**Exercise description**
Output only the span of lines that begins at the line containing "the desert ground" and ends at the last line of the data, both included, exactly as they appear.

**Entries provided**
# # # # # # #

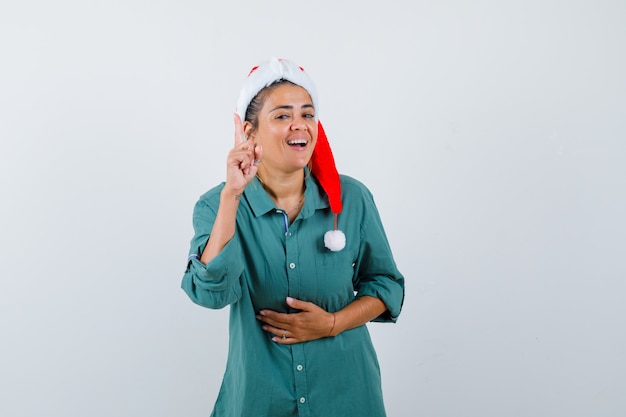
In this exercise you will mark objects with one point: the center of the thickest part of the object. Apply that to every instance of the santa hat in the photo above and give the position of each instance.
(322, 161)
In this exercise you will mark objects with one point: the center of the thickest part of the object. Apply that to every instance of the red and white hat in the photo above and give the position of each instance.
(322, 161)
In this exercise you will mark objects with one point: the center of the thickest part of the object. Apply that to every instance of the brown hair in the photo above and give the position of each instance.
(255, 106)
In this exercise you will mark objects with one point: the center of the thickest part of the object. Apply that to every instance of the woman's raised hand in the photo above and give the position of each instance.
(242, 161)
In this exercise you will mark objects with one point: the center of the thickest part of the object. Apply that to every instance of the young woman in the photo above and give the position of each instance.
(299, 254)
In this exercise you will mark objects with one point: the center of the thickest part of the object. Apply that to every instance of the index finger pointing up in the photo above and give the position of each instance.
(239, 135)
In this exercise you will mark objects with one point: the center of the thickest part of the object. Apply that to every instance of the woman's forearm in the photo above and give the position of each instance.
(357, 313)
(224, 226)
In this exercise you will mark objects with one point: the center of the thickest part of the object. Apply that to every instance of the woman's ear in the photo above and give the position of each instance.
(248, 129)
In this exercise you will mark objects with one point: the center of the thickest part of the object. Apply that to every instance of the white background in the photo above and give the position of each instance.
(492, 134)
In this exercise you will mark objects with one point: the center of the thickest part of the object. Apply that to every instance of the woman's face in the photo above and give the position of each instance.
(287, 129)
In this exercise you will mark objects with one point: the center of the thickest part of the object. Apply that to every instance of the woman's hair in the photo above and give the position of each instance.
(255, 106)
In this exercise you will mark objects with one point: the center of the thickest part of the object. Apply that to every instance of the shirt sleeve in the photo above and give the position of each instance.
(376, 272)
(216, 284)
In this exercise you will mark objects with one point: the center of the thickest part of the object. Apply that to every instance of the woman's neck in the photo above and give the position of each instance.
(282, 186)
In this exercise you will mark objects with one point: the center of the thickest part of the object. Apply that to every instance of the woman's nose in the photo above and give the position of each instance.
(299, 123)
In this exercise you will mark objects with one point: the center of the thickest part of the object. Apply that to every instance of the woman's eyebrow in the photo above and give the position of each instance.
(290, 107)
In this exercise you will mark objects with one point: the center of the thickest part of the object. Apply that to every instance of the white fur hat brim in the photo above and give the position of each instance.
(266, 74)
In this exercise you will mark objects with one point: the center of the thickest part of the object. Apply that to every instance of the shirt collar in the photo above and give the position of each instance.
(260, 202)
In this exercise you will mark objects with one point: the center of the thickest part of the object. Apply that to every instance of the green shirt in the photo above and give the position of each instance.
(268, 260)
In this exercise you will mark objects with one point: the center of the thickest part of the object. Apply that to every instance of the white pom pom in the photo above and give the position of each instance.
(335, 240)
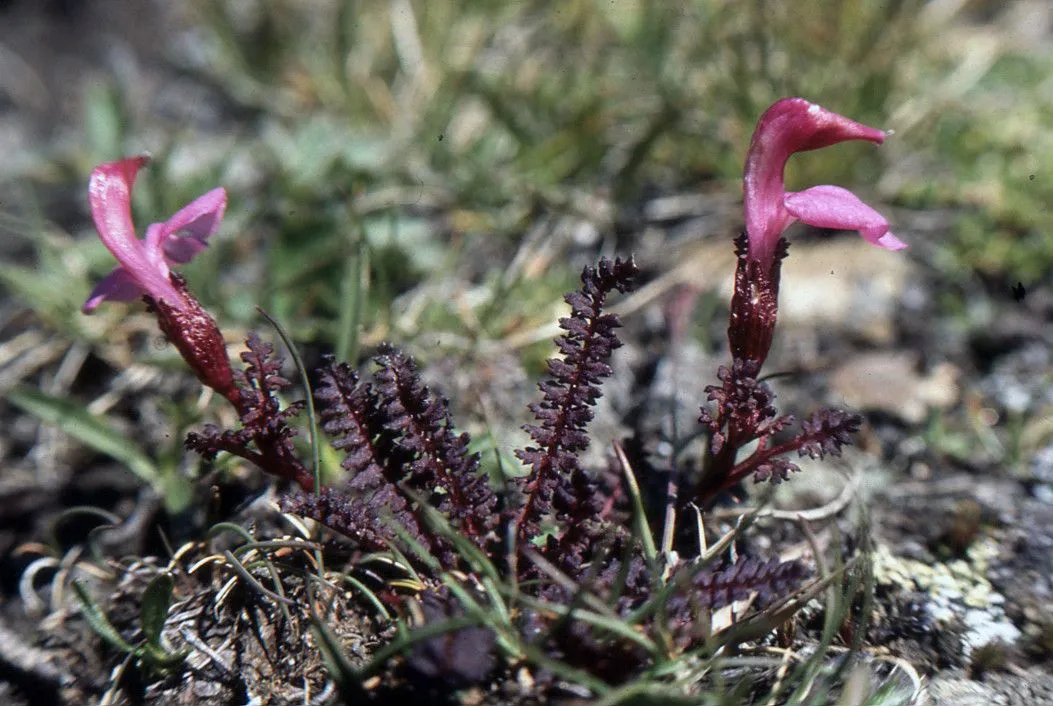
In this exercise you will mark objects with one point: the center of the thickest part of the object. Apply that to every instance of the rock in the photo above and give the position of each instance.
(890, 383)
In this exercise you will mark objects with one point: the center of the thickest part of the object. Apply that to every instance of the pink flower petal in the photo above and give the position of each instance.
(110, 198)
(836, 208)
(118, 286)
(186, 233)
(791, 124)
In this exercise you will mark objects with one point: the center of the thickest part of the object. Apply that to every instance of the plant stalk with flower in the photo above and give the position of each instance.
(744, 412)
(144, 270)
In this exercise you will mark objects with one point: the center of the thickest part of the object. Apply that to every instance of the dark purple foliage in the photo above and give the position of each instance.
(265, 437)
(557, 484)
(743, 411)
(458, 658)
(397, 435)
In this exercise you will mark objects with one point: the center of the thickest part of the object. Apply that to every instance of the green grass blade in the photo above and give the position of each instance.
(97, 619)
(90, 430)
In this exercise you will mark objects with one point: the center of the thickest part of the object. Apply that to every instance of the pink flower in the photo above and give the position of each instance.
(144, 263)
(794, 124)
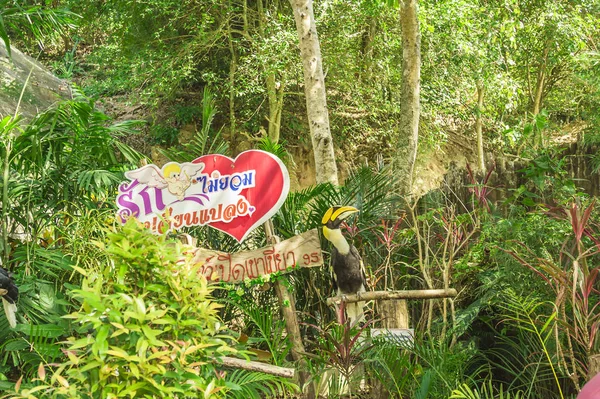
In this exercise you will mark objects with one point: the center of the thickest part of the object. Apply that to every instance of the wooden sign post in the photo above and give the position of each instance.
(299, 251)
(287, 303)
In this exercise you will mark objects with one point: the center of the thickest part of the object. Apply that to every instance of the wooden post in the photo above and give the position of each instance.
(287, 303)
(394, 313)
(408, 294)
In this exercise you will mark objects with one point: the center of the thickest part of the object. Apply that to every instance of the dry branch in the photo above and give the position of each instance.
(409, 294)
(258, 366)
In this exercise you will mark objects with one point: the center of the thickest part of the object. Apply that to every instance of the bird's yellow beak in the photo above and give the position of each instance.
(338, 212)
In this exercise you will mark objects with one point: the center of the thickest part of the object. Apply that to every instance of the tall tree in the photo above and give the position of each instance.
(410, 95)
(314, 90)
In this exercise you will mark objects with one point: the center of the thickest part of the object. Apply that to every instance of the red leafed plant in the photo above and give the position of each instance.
(574, 278)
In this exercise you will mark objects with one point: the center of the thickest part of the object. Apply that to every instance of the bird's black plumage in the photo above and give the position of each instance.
(349, 271)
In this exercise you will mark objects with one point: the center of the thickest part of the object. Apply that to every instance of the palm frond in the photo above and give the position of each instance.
(251, 385)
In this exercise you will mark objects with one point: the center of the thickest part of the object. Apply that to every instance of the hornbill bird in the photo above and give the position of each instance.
(349, 273)
(9, 293)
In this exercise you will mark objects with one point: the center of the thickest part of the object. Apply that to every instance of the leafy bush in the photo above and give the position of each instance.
(146, 327)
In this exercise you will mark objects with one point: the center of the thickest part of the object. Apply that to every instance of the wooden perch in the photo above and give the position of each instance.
(258, 366)
(384, 295)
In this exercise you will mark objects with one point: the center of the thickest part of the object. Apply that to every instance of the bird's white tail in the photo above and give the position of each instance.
(355, 312)
(10, 309)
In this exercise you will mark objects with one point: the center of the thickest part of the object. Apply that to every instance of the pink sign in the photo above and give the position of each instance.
(231, 195)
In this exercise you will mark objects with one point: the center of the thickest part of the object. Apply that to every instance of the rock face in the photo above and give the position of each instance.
(42, 90)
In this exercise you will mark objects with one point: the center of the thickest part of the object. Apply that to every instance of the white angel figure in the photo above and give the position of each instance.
(177, 178)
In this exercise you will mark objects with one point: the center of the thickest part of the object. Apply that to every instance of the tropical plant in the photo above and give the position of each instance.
(341, 348)
(145, 325)
(487, 391)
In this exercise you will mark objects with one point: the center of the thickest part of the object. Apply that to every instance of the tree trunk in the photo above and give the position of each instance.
(275, 96)
(232, 71)
(540, 85)
(314, 89)
(479, 126)
(409, 113)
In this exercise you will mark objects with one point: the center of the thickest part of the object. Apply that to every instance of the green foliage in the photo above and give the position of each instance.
(146, 324)
(21, 19)
(205, 141)
(487, 392)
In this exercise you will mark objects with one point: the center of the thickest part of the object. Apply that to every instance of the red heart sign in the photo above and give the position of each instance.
(265, 191)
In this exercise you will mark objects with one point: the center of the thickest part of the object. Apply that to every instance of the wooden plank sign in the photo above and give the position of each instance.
(303, 250)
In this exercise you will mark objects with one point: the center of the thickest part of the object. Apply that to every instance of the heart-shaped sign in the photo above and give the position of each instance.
(232, 195)
(267, 194)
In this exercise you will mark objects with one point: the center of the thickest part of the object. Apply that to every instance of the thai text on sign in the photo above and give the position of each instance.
(303, 250)
(231, 195)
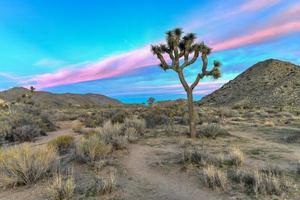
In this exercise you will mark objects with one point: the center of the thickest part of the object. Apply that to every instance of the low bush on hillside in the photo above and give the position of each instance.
(61, 187)
(62, 143)
(77, 127)
(24, 164)
(211, 131)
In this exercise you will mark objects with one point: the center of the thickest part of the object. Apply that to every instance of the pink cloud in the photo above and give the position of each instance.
(254, 5)
(258, 36)
(107, 68)
(120, 64)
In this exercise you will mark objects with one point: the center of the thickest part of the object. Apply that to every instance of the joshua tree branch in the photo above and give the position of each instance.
(192, 61)
(182, 80)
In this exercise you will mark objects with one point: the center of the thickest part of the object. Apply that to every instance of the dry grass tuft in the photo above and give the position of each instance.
(211, 131)
(102, 185)
(24, 164)
(235, 157)
(92, 149)
(138, 124)
(77, 127)
(261, 182)
(213, 178)
(62, 143)
(61, 187)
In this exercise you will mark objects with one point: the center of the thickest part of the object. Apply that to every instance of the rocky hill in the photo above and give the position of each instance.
(267, 83)
(47, 99)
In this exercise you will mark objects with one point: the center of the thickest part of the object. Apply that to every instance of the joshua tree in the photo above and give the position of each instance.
(183, 51)
(151, 101)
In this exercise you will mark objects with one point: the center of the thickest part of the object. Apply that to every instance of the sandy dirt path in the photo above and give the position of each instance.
(156, 184)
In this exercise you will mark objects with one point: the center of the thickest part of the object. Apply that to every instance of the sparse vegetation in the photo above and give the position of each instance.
(211, 131)
(61, 187)
(213, 178)
(62, 143)
(92, 149)
(261, 182)
(235, 157)
(102, 185)
(24, 164)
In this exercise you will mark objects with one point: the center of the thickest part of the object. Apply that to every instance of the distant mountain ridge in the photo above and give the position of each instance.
(47, 99)
(268, 83)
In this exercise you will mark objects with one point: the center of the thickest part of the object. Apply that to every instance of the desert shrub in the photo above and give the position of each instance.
(138, 124)
(185, 118)
(62, 143)
(102, 185)
(22, 127)
(227, 112)
(261, 182)
(119, 117)
(200, 157)
(77, 127)
(213, 178)
(24, 164)
(155, 118)
(131, 134)
(211, 131)
(92, 149)
(61, 187)
(235, 157)
(45, 123)
(94, 120)
(113, 134)
(292, 138)
(24, 133)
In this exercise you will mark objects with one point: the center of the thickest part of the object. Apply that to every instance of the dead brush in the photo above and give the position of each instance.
(92, 149)
(235, 157)
(102, 185)
(62, 143)
(261, 182)
(199, 156)
(61, 187)
(213, 178)
(24, 164)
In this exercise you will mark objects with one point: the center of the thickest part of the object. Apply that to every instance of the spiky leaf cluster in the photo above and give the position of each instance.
(182, 51)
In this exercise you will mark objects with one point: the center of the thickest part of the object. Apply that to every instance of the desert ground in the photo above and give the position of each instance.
(145, 153)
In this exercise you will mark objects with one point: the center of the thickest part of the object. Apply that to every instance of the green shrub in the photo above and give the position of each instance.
(211, 131)
(113, 134)
(63, 143)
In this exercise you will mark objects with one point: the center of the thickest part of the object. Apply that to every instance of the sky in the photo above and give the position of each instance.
(103, 47)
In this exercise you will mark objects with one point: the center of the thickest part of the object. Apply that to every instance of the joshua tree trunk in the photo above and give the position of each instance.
(192, 123)
(184, 52)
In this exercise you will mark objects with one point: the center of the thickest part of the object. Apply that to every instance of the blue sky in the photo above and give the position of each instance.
(103, 46)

# # # # # # #

**Completed task**
In this exercise you will mark objects with one point: the center of the thickest part of the object. Apply that to every instance of the desert ground in the photo above and give the position of each instance.
(145, 153)
In this exercise you will mark objects with one point: the center of the thickest part of the object. Apply that to every instance of the green shrub in the photo above and give the position of each instance.
(211, 131)
(113, 134)
(63, 143)
In this exercise you will mark objects with one point: the center of the thickest part of the object. Apply that to every instance of the sky in the photo above and give the position of each instance.
(103, 47)
In this exercise you will mark objects with one point: the center of the thickest part of the object. Apply that to every instance of the joshua tree trunk in the photo above and give the position of each instance.
(192, 123)
(184, 52)
In this exercise you will mark objects with one point: the center of the thickest part of the object. Apply that to every instance of the blue sky in the photo above and give the position of each instance.
(103, 46)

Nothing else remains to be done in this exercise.